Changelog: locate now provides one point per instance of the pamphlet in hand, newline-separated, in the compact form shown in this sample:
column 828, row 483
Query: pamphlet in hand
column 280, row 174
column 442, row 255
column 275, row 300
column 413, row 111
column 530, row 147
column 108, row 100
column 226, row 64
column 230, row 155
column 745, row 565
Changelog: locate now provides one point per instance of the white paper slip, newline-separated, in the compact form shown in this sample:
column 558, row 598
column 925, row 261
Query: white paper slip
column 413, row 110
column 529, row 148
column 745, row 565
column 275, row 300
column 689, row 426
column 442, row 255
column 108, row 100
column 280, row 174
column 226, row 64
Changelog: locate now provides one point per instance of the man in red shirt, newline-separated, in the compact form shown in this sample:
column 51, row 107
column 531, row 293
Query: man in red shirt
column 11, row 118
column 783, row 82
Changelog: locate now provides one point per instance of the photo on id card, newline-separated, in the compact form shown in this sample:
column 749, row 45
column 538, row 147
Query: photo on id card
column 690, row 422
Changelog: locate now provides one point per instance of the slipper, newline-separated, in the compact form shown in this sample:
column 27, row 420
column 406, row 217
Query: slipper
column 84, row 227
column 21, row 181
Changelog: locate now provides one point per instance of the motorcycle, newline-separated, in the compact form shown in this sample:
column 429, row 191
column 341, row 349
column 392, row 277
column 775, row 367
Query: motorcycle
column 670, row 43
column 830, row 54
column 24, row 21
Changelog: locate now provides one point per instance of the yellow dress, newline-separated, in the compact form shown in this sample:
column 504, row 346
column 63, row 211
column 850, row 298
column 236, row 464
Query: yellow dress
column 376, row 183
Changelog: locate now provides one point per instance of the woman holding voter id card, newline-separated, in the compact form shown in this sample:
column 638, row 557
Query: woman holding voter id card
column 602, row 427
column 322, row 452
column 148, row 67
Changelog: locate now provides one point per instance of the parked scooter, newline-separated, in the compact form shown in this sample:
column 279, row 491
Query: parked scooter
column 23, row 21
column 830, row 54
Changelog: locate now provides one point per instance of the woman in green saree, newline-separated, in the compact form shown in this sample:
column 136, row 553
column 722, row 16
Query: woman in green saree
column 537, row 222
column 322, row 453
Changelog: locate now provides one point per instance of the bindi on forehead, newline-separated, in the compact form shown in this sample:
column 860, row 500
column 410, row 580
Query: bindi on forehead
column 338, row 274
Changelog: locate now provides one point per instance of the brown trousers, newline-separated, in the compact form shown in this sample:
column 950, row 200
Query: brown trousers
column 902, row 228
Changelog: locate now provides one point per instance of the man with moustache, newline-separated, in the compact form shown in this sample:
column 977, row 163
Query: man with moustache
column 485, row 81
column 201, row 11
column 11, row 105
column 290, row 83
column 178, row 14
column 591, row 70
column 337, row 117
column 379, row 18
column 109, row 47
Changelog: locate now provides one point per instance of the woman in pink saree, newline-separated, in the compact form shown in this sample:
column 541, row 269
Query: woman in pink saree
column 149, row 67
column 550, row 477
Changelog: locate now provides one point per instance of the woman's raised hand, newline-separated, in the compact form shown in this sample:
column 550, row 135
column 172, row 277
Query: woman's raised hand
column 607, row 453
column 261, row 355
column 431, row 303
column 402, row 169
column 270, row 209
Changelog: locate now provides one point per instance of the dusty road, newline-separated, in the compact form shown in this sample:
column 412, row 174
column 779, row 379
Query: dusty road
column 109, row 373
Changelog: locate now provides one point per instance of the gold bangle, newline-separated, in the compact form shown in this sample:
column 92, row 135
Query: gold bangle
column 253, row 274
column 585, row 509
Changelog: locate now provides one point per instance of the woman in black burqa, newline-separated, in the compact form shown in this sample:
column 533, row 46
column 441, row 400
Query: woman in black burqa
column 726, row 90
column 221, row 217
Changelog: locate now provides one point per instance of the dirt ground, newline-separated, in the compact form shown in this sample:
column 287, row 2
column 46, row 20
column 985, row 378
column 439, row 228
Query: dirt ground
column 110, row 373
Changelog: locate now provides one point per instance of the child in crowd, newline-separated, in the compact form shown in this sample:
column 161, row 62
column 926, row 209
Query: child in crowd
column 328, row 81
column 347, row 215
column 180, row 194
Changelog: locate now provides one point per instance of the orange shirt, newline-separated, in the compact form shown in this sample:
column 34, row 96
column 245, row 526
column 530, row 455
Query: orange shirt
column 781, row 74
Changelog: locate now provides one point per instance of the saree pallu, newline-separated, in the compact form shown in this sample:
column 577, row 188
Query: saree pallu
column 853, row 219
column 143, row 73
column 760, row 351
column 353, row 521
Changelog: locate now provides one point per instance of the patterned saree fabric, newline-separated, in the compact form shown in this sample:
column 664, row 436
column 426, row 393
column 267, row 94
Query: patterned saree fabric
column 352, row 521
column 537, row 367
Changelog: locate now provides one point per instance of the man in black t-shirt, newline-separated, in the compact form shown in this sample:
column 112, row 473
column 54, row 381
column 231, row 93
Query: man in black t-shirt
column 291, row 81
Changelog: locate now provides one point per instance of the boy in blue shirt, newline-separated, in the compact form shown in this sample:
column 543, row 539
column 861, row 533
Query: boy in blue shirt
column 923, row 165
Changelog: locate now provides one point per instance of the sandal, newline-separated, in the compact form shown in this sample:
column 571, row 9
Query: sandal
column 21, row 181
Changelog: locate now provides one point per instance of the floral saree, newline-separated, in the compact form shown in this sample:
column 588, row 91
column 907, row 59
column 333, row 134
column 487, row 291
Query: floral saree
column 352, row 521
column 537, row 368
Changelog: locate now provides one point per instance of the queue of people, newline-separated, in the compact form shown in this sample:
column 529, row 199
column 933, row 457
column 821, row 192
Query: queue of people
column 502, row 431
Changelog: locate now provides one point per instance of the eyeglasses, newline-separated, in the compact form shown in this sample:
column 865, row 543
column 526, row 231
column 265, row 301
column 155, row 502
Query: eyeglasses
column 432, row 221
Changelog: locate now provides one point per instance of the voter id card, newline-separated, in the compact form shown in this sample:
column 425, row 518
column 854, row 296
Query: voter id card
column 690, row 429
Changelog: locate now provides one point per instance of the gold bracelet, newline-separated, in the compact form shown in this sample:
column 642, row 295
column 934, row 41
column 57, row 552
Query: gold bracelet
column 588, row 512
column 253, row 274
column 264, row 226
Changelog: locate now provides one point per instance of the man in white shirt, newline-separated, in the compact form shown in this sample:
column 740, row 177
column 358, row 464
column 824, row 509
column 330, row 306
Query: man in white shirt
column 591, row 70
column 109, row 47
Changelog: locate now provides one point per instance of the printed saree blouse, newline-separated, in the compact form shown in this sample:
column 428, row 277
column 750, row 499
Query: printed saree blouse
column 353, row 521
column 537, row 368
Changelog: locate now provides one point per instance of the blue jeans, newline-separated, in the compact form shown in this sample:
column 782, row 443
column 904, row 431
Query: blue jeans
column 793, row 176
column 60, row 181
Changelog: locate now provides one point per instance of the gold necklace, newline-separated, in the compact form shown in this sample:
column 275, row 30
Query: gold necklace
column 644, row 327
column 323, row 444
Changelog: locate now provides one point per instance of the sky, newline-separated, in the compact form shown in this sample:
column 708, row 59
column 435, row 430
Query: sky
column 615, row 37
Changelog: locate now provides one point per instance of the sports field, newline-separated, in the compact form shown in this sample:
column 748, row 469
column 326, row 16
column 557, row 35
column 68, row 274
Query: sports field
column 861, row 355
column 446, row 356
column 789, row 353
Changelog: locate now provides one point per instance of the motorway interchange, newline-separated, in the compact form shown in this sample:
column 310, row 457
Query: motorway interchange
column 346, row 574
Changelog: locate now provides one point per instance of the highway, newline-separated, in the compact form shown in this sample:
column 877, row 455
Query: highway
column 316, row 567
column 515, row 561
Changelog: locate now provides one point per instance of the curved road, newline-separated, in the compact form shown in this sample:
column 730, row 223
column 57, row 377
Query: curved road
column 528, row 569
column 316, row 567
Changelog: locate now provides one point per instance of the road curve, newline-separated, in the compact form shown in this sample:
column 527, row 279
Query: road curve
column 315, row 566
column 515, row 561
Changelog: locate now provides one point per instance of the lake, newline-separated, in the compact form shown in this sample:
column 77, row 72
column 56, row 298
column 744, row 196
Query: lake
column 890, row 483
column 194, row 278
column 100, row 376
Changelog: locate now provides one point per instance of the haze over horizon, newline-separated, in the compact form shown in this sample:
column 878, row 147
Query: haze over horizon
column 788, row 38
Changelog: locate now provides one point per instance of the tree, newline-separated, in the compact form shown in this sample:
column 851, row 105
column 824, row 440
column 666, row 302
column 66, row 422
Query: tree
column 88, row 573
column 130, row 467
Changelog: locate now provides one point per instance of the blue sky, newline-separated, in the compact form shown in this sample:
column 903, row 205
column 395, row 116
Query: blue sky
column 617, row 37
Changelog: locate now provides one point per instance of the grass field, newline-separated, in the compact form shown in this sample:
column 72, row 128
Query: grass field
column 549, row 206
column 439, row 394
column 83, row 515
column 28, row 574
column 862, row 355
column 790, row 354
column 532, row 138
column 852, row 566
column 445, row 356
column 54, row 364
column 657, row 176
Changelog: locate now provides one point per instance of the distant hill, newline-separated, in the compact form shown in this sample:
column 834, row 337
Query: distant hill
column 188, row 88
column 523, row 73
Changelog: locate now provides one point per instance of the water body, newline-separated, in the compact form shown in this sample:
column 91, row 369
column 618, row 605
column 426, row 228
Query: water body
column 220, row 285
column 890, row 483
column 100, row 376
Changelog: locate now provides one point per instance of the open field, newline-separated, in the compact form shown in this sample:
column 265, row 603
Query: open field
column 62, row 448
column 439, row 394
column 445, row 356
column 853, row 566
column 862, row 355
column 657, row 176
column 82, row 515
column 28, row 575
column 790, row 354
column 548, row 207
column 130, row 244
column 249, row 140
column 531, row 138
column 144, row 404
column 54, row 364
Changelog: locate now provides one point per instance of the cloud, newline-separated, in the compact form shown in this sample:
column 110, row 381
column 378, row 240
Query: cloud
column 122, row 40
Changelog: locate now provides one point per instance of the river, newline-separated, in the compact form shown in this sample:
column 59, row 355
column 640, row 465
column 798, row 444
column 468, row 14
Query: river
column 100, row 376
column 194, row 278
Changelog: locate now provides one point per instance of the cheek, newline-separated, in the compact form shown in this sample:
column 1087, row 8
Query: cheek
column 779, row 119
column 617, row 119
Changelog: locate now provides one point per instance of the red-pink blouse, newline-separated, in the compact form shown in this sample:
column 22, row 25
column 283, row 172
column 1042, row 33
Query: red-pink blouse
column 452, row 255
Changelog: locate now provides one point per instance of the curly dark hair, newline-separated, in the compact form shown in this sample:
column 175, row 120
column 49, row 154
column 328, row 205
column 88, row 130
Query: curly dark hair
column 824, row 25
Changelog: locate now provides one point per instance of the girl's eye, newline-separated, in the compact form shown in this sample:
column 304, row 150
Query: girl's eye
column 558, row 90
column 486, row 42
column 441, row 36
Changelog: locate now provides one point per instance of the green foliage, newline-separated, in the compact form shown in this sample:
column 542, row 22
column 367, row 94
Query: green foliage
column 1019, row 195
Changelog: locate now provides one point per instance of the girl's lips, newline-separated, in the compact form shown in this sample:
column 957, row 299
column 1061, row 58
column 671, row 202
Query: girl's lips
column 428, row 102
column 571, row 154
—————
* What you should do *
Copy the data word for word, starting with the line that contains "of the queue" and going on through the line that contains "column 264, row 226". Include both of those lines.

* Output of the exercise *
Changelog: locate now provides one point per instance of the queue of people, newline-separated, in the compact form shown in this sample:
column 529, row 199
column 933, row 457
column 821, row 192
Query: queue of people
column 502, row 431
Changelog: locate now provides one point per instance of the eyeglasses, newline-separated, in the compact form shown in this sample:
column 865, row 543
column 526, row 231
column 265, row 301
column 155, row 502
Query: eyeglasses
column 432, row 221
Changelog: locate now provides one point per instance of the voter id card, newline-separated, in the compact form shown in this sample:
column 425, row 518
column 854, row 296
Query: voter id card
column 690, row 429
Changelog: locate now provides one point per instance of the gold bracelet, newline-separated, in the compact form shown in this sample:
column 642, row 295
column 934, row 41
column 57, row 552
Query: gold bracelet
column 588, row 512
column 253, row 274
column 264, row 226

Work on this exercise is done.